GIVEN INFORMATION below:

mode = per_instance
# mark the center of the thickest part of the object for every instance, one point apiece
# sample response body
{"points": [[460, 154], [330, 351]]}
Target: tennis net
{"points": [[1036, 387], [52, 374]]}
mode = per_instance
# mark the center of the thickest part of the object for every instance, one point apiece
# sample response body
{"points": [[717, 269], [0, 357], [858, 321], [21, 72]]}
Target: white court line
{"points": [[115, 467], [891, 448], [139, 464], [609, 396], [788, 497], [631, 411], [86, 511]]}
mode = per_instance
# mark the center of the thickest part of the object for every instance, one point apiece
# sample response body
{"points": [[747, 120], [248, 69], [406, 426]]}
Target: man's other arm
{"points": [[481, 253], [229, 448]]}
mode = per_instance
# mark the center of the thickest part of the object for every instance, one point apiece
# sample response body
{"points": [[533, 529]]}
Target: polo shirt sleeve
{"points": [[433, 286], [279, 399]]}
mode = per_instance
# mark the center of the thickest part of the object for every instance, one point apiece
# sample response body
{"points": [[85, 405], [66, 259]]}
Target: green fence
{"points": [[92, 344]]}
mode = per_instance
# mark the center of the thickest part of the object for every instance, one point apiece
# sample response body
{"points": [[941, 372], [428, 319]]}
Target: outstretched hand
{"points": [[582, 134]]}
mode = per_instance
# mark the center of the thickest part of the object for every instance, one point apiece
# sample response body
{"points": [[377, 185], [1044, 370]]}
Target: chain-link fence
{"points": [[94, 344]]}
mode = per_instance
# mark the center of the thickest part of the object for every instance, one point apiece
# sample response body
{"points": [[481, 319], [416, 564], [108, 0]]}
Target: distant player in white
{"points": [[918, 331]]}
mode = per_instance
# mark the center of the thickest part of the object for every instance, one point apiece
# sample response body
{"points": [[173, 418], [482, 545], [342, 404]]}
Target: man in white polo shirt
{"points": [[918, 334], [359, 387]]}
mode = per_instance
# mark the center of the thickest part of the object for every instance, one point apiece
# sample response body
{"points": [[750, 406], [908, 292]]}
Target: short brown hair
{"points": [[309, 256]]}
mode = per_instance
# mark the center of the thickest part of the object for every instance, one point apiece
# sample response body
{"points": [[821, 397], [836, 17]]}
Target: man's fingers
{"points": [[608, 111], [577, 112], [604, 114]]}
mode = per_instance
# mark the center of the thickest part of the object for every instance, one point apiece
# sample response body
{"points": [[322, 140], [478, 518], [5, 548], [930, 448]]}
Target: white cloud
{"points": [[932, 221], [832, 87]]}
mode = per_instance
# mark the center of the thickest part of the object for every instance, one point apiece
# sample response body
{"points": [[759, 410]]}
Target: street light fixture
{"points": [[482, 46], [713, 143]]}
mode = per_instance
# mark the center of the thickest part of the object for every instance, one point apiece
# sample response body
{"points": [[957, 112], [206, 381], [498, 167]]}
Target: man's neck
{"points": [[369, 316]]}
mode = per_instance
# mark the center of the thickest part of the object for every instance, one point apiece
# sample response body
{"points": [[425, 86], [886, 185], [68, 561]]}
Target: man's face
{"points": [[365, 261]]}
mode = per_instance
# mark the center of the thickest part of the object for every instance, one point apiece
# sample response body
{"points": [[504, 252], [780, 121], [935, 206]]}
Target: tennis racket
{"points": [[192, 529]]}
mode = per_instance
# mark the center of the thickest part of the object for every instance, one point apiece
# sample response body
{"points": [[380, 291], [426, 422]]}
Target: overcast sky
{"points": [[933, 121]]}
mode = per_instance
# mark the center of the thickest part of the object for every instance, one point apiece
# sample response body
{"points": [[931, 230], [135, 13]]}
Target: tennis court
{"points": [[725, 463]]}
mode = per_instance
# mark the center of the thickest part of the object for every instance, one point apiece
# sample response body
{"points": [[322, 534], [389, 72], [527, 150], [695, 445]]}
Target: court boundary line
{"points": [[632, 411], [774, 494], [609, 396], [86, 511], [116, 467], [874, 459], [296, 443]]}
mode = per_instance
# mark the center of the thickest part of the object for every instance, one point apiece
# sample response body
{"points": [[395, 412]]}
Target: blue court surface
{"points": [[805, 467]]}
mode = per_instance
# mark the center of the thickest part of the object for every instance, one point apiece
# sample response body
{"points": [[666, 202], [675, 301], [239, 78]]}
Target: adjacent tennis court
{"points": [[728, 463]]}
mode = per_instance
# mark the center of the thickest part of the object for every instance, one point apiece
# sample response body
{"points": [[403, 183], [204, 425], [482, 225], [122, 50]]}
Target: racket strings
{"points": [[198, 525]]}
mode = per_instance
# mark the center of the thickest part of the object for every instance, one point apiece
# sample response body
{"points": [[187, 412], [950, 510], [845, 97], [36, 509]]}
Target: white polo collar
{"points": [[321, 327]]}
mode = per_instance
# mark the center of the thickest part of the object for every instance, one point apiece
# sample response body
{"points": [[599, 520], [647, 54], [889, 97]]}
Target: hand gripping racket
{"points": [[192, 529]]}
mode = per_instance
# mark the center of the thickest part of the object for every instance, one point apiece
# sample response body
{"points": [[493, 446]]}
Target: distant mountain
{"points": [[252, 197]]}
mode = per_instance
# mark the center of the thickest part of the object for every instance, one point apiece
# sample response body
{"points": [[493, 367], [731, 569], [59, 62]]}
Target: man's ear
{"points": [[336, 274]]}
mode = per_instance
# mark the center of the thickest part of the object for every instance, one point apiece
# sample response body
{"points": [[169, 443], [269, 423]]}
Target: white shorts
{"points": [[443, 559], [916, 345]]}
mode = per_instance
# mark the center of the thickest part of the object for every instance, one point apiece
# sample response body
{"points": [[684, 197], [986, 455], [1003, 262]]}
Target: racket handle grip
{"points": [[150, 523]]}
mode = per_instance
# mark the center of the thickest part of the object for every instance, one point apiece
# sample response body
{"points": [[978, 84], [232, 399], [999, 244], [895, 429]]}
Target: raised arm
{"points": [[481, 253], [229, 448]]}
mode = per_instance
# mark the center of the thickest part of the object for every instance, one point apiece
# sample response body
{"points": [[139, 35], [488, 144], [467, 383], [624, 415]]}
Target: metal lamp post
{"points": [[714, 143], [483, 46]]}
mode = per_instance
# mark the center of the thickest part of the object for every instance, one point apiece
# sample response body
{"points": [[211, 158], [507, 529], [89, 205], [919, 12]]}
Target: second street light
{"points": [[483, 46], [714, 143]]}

End of GIVEN INFORMATION.

## AIM OF THE TASK
Repeat every record exactly, so that nothing is lost or altered.

## SOLUTION TO THE PROBLEM
mode = per_instance
# mark the center of the thickest part of the object for every instance, one point apiece
# sample response body
{"points": [[460, 154], [330, 351]]}
Target: tennis net
{"points": [[1036, 387], [52, 374]]}
mode = per_instance
# mark the center of the thickest part of the object for every instance, one point apiece
# sample response body
{"points": [[717, 269], [0, 357], [858, 321], [21, 72]]}
Target: white court line
{"points": [[115, 467], [891, 448], [139, 464], [609, 396], [788, 497], [631, 411], [86, 511]]}
mode = per_instance
# mark the center of the thickest part of the object for every instance, one point apiece
# sample response body
{"points": [[747, 120], [248, 69], [406, 426]]}
Target: man's other arm
{"points": [[481, 253], [229, 448]]}
mode = per_instance
# mark the center of the thickest part of the object for every instance, one point apiece
# sample response body
{"points": [[533, 529]]}
Target: polo shirt sleeve
{"points": [[433, 286], [279, 399]]}
mode = per_instance
# mark the center of the thickest part of the object for every instance, one point apiece
# sample response body
{"points": [[85, 405], [66, 259]]}
Target: green fence
{"points": [[92, 344]]}
mode = per_instance
# mark the center of the thickest part of the object for every instance, one point apiece
# sample response body
{"points": [[941, 372], [428, 319]]}
Target: outstretched hand
{"points": [[582, 134]]}
mode = per_instance
# mark the center of the thickest part of the object for every instance, one point apiece
# sample response body
{"points": [[377, 185], [1044, 370]]}
Target: chain-link fence
{"points": [[94, 344]]}
mode = per_instance
# mark the center of the thickest part of the object for every instance, one point apiece
# sample response body
{"points": [[481, 319], [416, 564], [108, 0]]}
Target: distant player in white
{"points": [[918, 331]]}
mode = per_instance
# mark the center of the thickest part of the object for every instance, one point apiece
# sample response body
{"points": [[173, 418], [482, 545], [342, 404]]}
Target: man in white polo shirt
{"points": [[918, 334], [359, 387]]}
mode = per_instance
# mark the center of the thickest part of the object for every instance, one point apiece
# sample response body
{"points": [[750, 406], [908, 292]]}
Target: short brown hair
{"points": [[309, 256]]}
mode = per_instance
# mark the center of the thickest part of the object for every instance, one point apiece
# sample response body
{"points": [[821, 397], [836, 17]]}
Target: man's fingers
{"points": [[608, 111], [577, 112], [604, 114]]}
mode = per_instance
# mark the center of the thickest part of the object for every instance, one point apiece
# sample response body
{"points": [[322, 140], [478, 518], [5, 548], [930, 448]]}
Target: white cloud
{"points": [[932, 221], [832, 87]]}
mode = per_instance
# mark the center of the thickest part of the object for every instance, one point apiece
# sample response body
{"points": [[759, 410]]}
Target: street light fixture
{"points": [[482, 46], [713, 143]]}
mode = per_instance
# mark the center of the thickest part of the object for every instance, one point apiece
# sample response body
{"points": [[957, 112], [206, 381], [498, 167]]}
Target: man's neck
{"points": [[369, 316]]}
mode = per_instance
# mark the center of the thickest part of the object for every instance, one point apiece
# sample response body
{"points": [[425, 86], [886, 185], [68, 561]]}
Target: man's face
{"points": [[365, 261]]}
mode = per_instance
# mark the center of the thickest part of the object for every instance, one point apiece
# sample response body
{"points": [[504, 252], [780, 121], [935, 206]]}
Target: tennis racket
{"points": [[192, 529]]}
mode = per_instance
# mark the center of the thickest part of the object for every instance, one point apiece
# sample response body
{"points": [[380, 291], [426, 422]]}
Target: overcast sky
{"points": [[933, 121]]}
mode = per_instance
# mark the center of the thickest part of the object for every instance, one point apiece
# sample response body
{"points": [[931, 230], [135, 13]]}
Target: tennis court
{"points": [[725, 463]]}
mode = per_instance
# mark the center of the thickest part of the object for every instance, one point apiece
# sample response body
{"points": [[322, 534], [389, 72], [527, 150], [695, 445]]}
Target: court boundary line
{"points": [[632, 411], [774, 494], [609, 396], [86, 511], [116, 467], [874, 459], [296, 443]]}
mode = per_instance
# mark the center of the thickest part of the object for every instance, one point apiece
# sample response body
{"points": [[395, 412]]}
Target: blue court surface
{"points": [[805, 467]]}
mode = per_instance
# mark the center of the thickest part of the object for every instance, one point apiece
# sample response body
{"points": [[666, 202], [675, 301], [239, 78]]}
Target: adjacent tennis court
{"points": [[728, 463]]}
mode = per_instance
# mark the center of the thickest part of the object for every instance, one point apiece
# sample response body
{"points": [[403, 183], [204, 425], [482, 225], [122, 50]]}
Target: racket strings
{"points": [[198, 525]]}
mode = per_instance
# mark the center of the thickest part of the object for every instance, one point apiece
# sample response body
{"points": [[187, 412], [950, 510], [845, 97], [36, 509]]}
Target: white polo collar
{"points": [[321, 327]]}
mode = per_instance
# mark the center of the thickest part of the object for every instance, one point apiece
# sample response body
{"points": [[599, 520], [647, 54], [889, 97]]}
Target: hand gripping racket
{"points": [[192, 529]]}
mode = per_instance
# mark the center of the thickest part of the object for every instance, one point apiece
# sample response body
{"points": [[493, 446]]}
Target: distant mountain
{"points": [[252, 197]]}
mode = per_instance
# mark the center of the thickest part of the object for every instance, one point apiece
# sample response body
{"points": [[493, 367], [731, 569], [59, 62]]}
Target: man's ear
{"points": [[336, 274]]}
mode = per_instance
# mark the center of the thickest part of the object for every instance, one point apiece
# sample response body
{"points": [[169, 443], [269, 423]]}
Target: white shorts
{"points": [[443, 559], [916, 345]]}
mode = per_instance
# mark the center of the thickest part of the object for every instance, one point apiece
# sample response body
{"points": [[684, 197], [986, 455], [1003, 262]]}
Target: racket handle grip
{"points": [[150, 523]]}
mode = per_instance
# mark the center of the thickest part of the object for every instance, one point apiece
# sample response body
{"points": [[978, 84], [232, 399], [999, 244], [895, 429]]}
Target: raised arm
{"points": [[481, 253], [229, 448]]}
mode = per_instance
# mark the center of the thickest part of the object for every instance, one point apiece
# sample response body
{"points": [[139, 35], [488, 144], [467, 383], [624, 415]]}
Target: metal lamp post
{"points": [[714, 143], [483, 46]]}
mode = per_instance
# mark the center of the thickest part of the object for every instance, one point apiece
# sample response body
{"points": [[211, 158], [507, 529], [89, 205], [919, 12]]}
Target: second street light
{"points": [[483, 46], [714, 143]]}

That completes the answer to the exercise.